Pointing dataset excerpts
————

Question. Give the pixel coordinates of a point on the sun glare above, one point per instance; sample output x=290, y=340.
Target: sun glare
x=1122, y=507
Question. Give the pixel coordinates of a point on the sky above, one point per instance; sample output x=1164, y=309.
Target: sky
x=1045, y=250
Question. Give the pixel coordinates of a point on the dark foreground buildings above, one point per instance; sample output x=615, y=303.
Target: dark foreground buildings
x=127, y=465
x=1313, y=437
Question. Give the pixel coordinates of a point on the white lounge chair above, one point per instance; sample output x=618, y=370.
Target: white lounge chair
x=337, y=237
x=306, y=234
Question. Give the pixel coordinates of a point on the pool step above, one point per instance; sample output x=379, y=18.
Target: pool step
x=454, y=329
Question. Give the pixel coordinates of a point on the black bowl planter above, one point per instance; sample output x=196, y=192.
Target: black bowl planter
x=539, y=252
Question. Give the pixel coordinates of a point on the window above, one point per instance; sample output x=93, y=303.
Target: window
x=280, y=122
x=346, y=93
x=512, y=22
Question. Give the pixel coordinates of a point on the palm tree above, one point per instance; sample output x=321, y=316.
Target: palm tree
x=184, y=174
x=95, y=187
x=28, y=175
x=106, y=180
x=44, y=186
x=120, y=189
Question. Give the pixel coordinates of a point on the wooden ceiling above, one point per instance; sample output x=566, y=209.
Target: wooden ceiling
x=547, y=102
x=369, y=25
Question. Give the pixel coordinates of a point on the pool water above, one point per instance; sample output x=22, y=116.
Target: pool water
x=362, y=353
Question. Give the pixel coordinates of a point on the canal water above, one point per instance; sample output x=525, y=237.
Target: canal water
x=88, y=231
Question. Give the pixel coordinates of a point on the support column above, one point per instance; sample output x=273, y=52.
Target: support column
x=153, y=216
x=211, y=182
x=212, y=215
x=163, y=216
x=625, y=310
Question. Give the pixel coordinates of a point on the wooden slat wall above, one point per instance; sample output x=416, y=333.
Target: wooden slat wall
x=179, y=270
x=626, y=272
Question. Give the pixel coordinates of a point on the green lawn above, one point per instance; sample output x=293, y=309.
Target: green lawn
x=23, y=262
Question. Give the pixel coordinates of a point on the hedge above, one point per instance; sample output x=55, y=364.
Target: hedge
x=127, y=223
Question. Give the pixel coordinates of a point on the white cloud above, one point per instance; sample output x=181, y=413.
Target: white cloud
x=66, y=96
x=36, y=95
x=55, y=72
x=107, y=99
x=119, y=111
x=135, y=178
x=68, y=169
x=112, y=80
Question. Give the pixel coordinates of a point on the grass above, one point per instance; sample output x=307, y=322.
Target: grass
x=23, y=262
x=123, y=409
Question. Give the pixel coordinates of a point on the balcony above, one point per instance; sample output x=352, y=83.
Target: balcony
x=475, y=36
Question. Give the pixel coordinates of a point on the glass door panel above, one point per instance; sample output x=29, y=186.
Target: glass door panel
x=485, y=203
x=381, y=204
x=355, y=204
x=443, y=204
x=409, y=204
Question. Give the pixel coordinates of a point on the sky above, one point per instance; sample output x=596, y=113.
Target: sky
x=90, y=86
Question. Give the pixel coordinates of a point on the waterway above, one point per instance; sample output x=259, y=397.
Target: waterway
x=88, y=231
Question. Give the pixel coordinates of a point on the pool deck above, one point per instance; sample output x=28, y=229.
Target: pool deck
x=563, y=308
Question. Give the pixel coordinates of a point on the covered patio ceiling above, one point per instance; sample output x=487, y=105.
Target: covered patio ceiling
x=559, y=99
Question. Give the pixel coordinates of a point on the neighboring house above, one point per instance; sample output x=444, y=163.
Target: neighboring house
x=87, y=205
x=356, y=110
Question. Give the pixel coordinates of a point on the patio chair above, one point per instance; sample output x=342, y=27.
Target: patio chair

————

**Set task**
Convert the material above, between the lines holding "output x=181, y=413." and "x=112, y=80", inclusive, into a two-column CSV with the headers text and answer, one row for each text and its answer. Quote every field and replace line breaks with spaces.

**Task response**
text,answer
"Question. Give the pixel coordinates of a point on the white cloud above, one point per instance; sample output x=181, y=413. Target: white cloud","x=66, y=96 x=36, y=95 x=55, y=72 x=107, y=99 x=119, y=111 x=135, y=178 x=68, y=169 x=112, y=80"